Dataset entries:
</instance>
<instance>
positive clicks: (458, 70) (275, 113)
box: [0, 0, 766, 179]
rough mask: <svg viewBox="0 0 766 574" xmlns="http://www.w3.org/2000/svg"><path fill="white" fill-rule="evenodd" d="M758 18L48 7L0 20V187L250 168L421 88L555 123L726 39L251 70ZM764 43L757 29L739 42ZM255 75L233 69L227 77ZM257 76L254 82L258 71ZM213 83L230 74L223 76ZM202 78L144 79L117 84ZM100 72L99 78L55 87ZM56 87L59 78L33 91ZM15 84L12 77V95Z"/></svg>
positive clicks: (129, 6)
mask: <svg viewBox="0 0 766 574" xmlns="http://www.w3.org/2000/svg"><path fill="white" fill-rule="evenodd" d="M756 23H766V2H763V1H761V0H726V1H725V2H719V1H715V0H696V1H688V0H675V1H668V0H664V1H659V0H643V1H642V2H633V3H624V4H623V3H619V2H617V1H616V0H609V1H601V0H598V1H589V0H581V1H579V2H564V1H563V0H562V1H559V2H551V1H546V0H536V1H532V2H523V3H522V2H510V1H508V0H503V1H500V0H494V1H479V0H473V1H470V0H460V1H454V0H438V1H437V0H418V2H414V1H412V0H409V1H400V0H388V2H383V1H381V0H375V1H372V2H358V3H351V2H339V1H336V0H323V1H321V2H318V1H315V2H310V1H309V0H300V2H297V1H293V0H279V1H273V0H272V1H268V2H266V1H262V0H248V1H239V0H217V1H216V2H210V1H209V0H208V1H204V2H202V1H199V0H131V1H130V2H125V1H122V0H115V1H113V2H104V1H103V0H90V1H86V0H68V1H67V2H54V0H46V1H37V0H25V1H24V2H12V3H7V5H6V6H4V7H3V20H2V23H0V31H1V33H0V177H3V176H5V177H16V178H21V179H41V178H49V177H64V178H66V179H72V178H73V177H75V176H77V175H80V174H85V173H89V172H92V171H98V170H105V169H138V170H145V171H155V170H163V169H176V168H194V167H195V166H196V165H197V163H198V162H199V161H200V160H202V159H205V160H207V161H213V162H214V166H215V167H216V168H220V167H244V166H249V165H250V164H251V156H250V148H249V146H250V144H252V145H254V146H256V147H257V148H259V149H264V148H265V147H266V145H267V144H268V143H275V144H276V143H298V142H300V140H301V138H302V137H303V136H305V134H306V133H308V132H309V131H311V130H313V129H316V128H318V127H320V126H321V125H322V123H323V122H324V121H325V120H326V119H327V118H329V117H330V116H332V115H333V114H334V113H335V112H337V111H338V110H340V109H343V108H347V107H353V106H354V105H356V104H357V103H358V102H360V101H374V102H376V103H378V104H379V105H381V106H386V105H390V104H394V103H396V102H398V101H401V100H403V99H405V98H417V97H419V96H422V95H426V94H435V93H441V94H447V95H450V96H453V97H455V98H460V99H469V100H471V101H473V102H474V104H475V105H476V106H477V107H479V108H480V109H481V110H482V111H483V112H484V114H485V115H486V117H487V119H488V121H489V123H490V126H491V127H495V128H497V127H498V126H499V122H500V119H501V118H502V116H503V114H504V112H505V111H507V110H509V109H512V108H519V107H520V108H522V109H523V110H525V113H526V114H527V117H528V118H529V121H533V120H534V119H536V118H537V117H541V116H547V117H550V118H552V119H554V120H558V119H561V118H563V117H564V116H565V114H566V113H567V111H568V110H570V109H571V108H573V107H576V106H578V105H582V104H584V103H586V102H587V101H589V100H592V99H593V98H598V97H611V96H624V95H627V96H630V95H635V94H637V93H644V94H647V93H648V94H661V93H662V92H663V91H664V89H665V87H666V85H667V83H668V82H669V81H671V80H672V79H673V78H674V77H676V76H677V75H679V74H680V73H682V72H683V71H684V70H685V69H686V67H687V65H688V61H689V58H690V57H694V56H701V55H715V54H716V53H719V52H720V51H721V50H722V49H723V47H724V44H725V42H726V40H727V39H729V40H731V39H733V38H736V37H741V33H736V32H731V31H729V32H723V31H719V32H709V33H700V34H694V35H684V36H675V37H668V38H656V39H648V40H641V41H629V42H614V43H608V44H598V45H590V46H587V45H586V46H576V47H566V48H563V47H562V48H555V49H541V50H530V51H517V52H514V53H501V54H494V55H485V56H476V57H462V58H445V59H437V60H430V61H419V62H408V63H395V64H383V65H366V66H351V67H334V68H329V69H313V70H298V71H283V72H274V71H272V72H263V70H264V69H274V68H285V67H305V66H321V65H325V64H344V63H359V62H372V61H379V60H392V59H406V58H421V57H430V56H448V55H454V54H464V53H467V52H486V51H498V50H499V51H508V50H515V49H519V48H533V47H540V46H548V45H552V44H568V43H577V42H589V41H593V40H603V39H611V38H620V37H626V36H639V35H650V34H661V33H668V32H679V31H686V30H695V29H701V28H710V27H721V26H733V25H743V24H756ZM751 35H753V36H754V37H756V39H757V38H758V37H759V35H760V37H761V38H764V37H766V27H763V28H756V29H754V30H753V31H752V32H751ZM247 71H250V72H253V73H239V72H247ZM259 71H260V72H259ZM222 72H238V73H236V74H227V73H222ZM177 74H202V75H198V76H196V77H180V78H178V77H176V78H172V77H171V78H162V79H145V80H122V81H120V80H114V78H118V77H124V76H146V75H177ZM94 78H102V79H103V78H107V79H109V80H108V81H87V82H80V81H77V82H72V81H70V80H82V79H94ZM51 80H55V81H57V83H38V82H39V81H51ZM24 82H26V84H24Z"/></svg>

= EXERCISE INSTRUCTIONS =
Retype the data exactly as it reads.

= EXERCISE RESPONSE =
</instance>
<instance>
positive clicks: (458, 70) (275, 113)
box: [0, 0, 766, 179]
rough mask: <svg viewBox="0 0 766 574" xmlns="http://www.w3.org/2000/svg"><path fill="white" fill-rule="evenodd" d="M758 18L48 7L0 20V187L250 168L421 88L555 123L726 39L251 70ZM764 43L757 29L739 42ZM255 75L233 69L227 77ZM257 76L254 82L258 71ZM213 83L230 74L223 76ZM202 78L144 79L117 84ZM100 72L99 78L55 87ZM56 87L59 78L33 91ZM15 84L12 77V95Z"/></svg>
positive clicks: (129, 6)
mask: <svg viewBox="0 0 766 574" xmlns="http://www.w3.org/2000/svg"><path fill="white" fill-rule="evenodd" d="M756 23H766V2H763V1H761V0H726V1H725V2H719V1H715V0H696V1H688V0H675V1H668V0H664V1H659V0H643V1H642V2H633V3H624V4H623V3H619V2H617V1H616V0H609V1H601V0H598V1H589V0H581V1H579V2H564V1H563V0H562V1H559V2H551V1H546V0H536V1H532V2H523V3H522V2H510V1H508V0H503V1H500V0H494V1H479V0H473V1H470V0H460V1H454V0H438V1H437V0H418V2H414V1H412V0H409V1H400V0H388V2H383V1H381V0H375V1H372V2H358V3H351V2H339V1H336V0H323V1H321V2H318V1H315V2H310V1H309V0H300V2H297V1H293V0H279V1H273V0H272V1H268V2H266V1H262V0H248V1H239V0H217V1H216V2H210V1H209V0H208V1H204V2H202V1H199V0H131V1H130V2H125V1H122V0H115V1H113V2H104V1H103V0H90V1H86V0H68V1H67V2H54V0H46V1H37V0H25V1H24V2H12V3H7V5H6V6H4V7H3V20H2V23H0V31H1V33H0V177H3V176H5V177H16V178H21V179H41V178H49V177H64V178H66V179H72V178H73V177H75V176H77V175H80V174H85V173H89V172H92V171H98V170H105V169H138V170H145V171H155V170H163V169H176V168H194V167H195V166H196V165H197V163H198V162H199V161H200V160H202V159H205V160H207V161H213V162H214V166H215V167H216V168H220V167H244V166H249V165H250V164H251V156H250V148H249V146H250V144H252V145H254V146H256V147H257V148H259V149H264V148H265V147H266V145H267V144H268V143H275V144H276V143H298V142H300V140H301V138H302V137H303V136H305V134H306V133H308V132H309V131H311V130H313V129H316V128H318V127H320V126H321V125H322V123H323V122H324V121H325V120H326V119H327V118H329V117H330V116H332V115H333V114H334V113H335V112H337V111H338V110H340V109H343V108H347V107H353V106H354V105H356V104H357V103H358V102H360V101H374V102H376V103H378V104H379V105H381V106H386V105H390V104H394V103H396V102H398V101H401V100H403V99H405V98H417V97H419V96H422V95H426V94H435V93H441V94H447V95H450V96H453V97H455V98H460V99H469V100H471V101H473V102H474V104H475V105H476V106H477V107H479V108H480V109H481V110H482V111H483V112H484V114H485V115H486V117H487V119H488V121H489V123H490V126H491V127H495V128H497V127H498V126H499V122H500V119H501V118H502V116H503V114H504V112H505V111H507V110H509V109H512V108H519V107H520V108H522V109H523V110H525V113H526V114H527V117H528V118H529V121H533V120H534V119H536V118H537V117H541V116H547V117H550V118H552V119H554V120H558V119H561V118H563V117H564V116H565V114H566V113H567V111H568V110H570V109H571V108H573V107H576V106H578V105H582V104H584V103H586V102H587V101H589V100H592V99H593V98H598V97H611V96H624V95H627V96H630V95H635V94H637V93H644V94H647V93H648V94H661V93H662V92H663V91H664V89H665V87H666V85H667V83H668V82H669V81H671V80H672V79H673V78H674V77H676V76H677V75H679V74H680V73H682V72H683V71H684V70H685V69H686V67H687V65H688V61H689V58H690V57H694V56H701V55H715V54H716V53H719V52H720V51H721V50H722V49H723V47H724V44H725V42H726V40H727V39H729V40H731V39H733V38H736V37H741V33H736V32H731V31H729V32H723V31H719V32H709V33H700V34H694V35H684V36H675V37H668V38H656V39H648V40H641V41H629V42H614V43H608V44H598V45H590V46H587V45H586V46H576V47H566V48H563V47H562V48H555V49H541V50H530V51H517V52H514V53H501V54H494V55H485V56H476V57H462V58H445V59H437V60H430V61H419V62H408V63H395V64H383V65H366V66H351V67H334V68H329V69H313V70H298V71H283V72H274V71H272V72H263V70H264V69H274V68H285V67H305V66H321V65H325V64H344V63H359V62H372V61H379V60H392V59H406V58H421V57H430V56H448V55H454V54H464V53H467V52H486V51H498V50H499V51H508V50H515V49H519V48H533V47H540V46H548V45H552V44H568V43H577V42H589V41H593V40H603V39H611V38H620V37H626V36H639V35H650V34H661V33H668V32H679V31H686V30H695V29H701V28H710V27H721V26H733V25H743V24H756ZM751 35H753V36H754V37H756V39H757V38H758V37H759V35H760V37H761V38H764V37H766V27H763V28H756V29H754V30H753V31H752V32H751ZM247 71H250V72H253V73H239V72H247ZM259 71H260V72H259ZM222 72H238V73H236V74H227V73H222ZM177 74H202V75H198V76H196V77H180V78H178V77H176V78H172V77H171V78H162V79H145V80H122V81H120V80H114V78H118V77H124V76H146V75H177ZM94 78H102V79H103V78H107V79H109V80H108V81H87V82H80V81H77V82H72V81H70V80H82V79H94ZM51 80H55V81H57V83H38V82H39V81H51ZM24 82H26V84H24Z"/></svg>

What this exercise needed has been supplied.